Assigned task:
Take each line of the data that contains the string "wicker" and copy it.

Listed records:

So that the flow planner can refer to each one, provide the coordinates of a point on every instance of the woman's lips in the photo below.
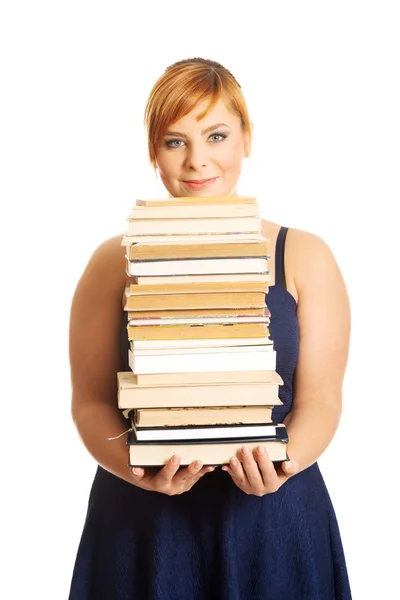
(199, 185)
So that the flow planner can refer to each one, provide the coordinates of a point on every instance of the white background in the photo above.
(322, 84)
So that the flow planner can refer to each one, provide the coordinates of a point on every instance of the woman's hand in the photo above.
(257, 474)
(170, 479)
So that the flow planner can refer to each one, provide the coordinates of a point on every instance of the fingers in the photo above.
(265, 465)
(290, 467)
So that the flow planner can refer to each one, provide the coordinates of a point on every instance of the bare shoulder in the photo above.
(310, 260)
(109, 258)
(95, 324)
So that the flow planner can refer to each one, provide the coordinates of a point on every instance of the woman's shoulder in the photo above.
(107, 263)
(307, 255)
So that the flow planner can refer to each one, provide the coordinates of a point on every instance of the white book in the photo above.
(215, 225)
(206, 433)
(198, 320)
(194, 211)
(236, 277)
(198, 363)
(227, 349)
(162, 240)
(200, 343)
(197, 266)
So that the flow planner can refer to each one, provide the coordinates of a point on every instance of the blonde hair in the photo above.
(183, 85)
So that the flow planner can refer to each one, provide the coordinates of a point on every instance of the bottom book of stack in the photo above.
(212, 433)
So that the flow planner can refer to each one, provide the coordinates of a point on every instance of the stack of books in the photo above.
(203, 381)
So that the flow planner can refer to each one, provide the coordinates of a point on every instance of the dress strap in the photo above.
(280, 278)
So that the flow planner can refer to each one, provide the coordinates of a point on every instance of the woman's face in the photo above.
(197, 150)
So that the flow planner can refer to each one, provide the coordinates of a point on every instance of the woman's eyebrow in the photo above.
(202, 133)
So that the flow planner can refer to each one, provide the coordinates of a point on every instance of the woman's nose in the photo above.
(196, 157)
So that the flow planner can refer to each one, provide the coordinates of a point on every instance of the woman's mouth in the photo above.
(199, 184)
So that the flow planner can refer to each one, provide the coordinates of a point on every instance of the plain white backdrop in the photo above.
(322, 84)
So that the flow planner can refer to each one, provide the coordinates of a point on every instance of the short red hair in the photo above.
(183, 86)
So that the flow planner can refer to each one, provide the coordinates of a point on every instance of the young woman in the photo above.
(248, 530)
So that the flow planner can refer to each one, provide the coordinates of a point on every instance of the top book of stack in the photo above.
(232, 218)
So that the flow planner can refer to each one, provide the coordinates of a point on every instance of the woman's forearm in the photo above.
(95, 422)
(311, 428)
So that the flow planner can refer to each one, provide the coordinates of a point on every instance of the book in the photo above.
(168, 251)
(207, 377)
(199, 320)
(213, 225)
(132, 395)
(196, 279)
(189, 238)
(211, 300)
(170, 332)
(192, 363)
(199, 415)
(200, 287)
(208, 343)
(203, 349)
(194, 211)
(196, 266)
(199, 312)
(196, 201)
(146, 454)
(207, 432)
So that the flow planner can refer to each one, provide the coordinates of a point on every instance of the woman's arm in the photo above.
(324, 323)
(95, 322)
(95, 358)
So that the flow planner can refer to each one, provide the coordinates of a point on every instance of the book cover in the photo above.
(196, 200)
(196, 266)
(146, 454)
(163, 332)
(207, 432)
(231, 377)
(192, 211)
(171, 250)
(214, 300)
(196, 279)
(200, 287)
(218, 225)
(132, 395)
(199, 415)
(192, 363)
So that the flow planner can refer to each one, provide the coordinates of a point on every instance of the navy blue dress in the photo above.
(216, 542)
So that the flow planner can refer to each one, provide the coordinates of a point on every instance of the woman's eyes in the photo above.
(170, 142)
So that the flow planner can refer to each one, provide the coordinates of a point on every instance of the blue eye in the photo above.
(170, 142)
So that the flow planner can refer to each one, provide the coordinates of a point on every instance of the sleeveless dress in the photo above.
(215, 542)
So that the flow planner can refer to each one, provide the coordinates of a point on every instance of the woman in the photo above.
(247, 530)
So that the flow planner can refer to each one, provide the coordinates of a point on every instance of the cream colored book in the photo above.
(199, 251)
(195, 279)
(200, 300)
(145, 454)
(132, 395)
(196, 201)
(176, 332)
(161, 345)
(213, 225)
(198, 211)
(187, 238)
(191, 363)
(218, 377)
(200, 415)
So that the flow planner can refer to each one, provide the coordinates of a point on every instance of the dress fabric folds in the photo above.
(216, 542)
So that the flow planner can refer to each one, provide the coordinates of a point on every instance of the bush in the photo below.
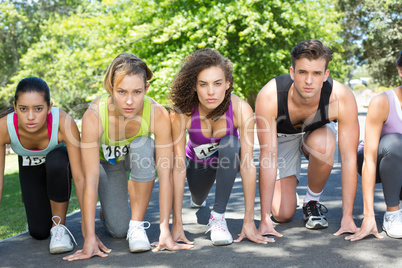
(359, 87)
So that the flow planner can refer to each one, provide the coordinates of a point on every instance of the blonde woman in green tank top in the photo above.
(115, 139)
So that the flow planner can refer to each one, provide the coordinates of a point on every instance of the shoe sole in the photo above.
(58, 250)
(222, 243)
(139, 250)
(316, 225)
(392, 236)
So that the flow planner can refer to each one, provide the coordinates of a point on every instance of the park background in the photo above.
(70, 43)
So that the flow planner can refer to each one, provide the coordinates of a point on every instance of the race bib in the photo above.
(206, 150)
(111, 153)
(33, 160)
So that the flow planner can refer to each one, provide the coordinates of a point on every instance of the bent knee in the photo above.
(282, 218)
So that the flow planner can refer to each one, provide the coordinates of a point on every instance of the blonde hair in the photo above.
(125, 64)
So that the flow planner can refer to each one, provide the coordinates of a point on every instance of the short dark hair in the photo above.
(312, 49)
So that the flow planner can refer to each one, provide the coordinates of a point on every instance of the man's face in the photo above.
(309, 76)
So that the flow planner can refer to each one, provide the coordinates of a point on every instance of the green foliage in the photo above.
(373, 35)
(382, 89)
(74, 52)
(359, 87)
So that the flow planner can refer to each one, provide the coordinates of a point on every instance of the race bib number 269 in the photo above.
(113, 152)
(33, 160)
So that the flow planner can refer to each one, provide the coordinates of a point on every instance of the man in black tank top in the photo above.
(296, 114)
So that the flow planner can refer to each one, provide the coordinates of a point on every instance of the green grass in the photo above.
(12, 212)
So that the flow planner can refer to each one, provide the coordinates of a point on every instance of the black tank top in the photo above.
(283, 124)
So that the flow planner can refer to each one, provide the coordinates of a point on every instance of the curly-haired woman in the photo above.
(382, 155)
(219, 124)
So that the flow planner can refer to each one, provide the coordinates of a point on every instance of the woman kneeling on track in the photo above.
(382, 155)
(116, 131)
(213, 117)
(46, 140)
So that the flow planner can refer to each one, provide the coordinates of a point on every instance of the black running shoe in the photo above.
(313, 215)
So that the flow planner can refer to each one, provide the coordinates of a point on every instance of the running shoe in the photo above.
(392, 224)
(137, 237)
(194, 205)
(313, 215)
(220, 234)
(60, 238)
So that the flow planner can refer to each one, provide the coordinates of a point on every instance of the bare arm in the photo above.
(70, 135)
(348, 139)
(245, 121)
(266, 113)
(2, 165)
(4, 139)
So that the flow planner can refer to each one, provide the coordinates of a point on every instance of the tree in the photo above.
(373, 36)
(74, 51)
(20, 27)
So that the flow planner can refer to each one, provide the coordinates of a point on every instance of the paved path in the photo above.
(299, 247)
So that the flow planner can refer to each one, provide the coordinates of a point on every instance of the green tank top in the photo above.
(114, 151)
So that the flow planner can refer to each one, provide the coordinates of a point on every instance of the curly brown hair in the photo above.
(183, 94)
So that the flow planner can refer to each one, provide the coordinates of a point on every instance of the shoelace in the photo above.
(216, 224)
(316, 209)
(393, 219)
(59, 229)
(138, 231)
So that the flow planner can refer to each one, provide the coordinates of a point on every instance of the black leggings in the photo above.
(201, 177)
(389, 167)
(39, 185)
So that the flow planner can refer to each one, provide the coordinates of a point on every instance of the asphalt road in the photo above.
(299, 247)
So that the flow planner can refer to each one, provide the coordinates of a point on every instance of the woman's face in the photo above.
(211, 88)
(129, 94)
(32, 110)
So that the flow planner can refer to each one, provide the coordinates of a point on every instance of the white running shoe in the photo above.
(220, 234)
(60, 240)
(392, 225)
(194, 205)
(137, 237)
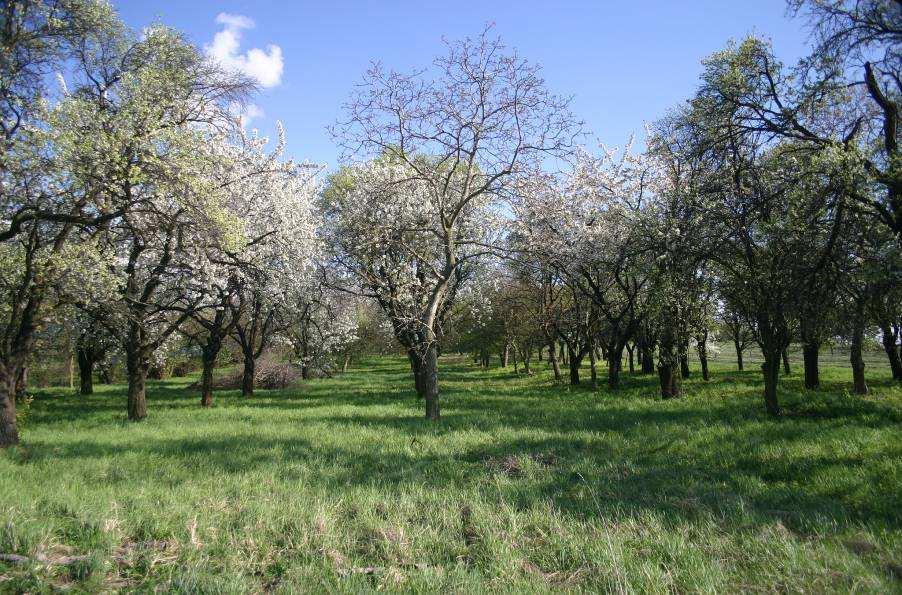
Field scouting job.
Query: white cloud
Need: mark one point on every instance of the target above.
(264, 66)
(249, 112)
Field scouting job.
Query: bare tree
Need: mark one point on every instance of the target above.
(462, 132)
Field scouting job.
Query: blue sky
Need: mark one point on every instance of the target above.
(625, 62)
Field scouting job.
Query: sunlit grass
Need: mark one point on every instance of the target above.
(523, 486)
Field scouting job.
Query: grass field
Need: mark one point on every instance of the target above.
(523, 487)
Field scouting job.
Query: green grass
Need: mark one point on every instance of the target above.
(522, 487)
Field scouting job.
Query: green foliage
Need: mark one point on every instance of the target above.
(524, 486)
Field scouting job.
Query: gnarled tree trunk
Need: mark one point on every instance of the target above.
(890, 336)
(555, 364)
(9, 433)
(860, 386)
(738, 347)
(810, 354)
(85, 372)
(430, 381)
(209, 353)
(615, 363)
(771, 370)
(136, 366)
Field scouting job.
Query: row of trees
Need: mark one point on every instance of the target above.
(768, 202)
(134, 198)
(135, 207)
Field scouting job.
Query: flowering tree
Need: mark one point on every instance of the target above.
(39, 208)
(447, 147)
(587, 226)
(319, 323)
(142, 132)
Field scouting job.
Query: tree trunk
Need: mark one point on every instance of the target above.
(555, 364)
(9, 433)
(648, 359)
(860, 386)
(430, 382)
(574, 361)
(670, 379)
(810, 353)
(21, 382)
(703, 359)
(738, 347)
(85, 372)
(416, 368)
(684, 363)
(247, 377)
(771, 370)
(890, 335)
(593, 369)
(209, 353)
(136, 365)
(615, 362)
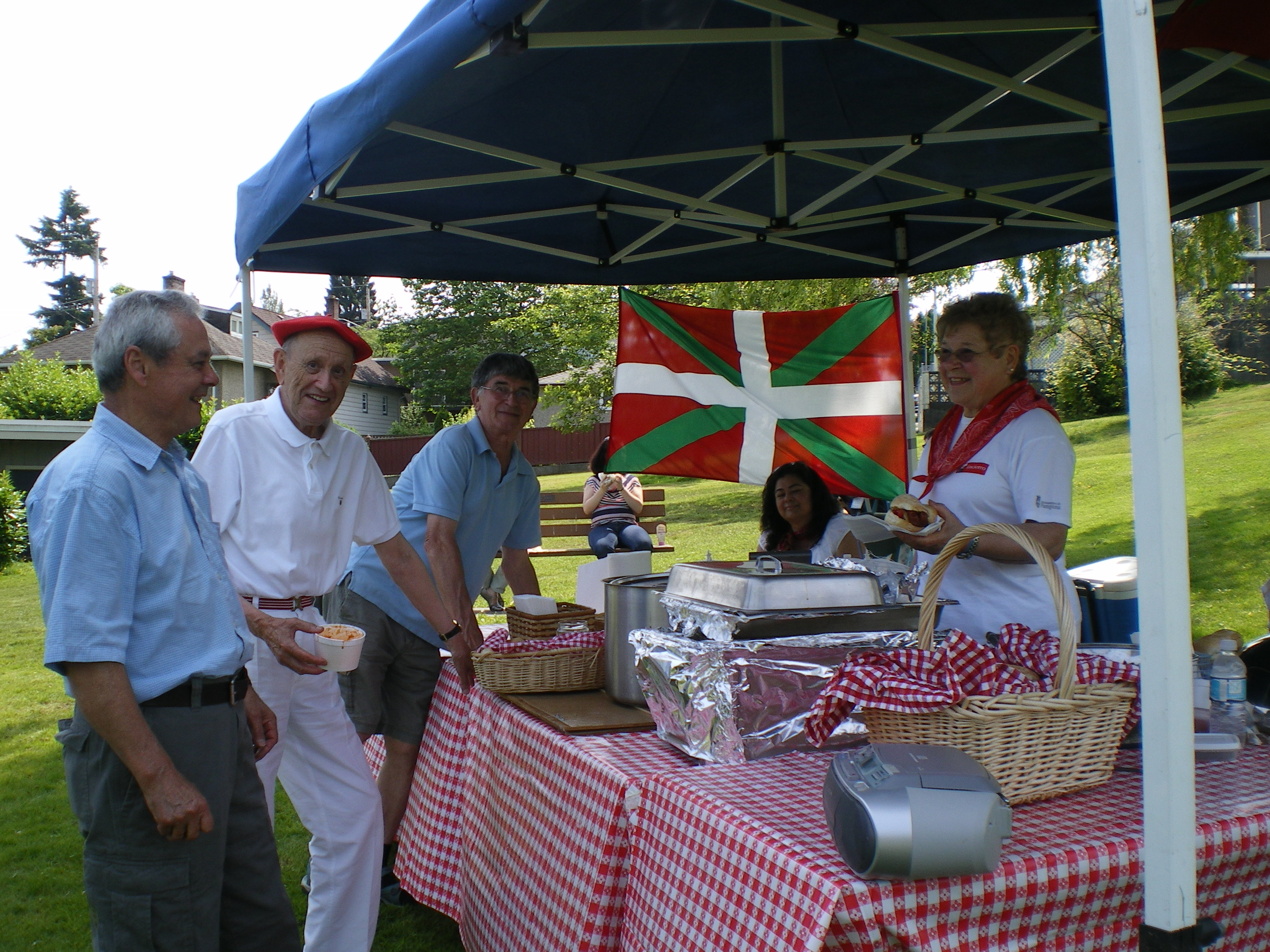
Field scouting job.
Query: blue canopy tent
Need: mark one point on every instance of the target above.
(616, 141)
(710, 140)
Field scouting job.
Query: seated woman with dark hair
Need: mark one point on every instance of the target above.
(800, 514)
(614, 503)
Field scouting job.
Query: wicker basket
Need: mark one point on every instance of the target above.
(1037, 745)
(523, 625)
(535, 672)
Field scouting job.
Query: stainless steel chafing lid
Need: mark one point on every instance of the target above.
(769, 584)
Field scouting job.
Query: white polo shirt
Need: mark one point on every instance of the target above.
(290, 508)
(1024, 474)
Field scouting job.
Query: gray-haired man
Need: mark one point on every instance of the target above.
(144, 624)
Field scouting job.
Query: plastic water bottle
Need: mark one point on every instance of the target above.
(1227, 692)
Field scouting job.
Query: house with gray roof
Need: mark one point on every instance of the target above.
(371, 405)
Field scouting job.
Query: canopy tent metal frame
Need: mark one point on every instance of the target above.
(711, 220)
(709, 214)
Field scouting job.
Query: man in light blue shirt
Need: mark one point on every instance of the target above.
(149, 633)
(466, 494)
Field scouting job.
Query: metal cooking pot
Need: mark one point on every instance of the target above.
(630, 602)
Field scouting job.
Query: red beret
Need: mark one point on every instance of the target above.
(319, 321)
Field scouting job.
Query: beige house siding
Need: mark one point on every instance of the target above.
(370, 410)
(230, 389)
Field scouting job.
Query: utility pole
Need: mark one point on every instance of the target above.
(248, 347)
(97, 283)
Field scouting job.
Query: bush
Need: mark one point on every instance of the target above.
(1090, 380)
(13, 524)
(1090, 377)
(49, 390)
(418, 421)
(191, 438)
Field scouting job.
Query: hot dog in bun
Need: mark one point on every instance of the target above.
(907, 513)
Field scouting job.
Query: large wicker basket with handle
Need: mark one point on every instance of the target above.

The answer:
Query: wicker basket
Query: large wicker basket with handle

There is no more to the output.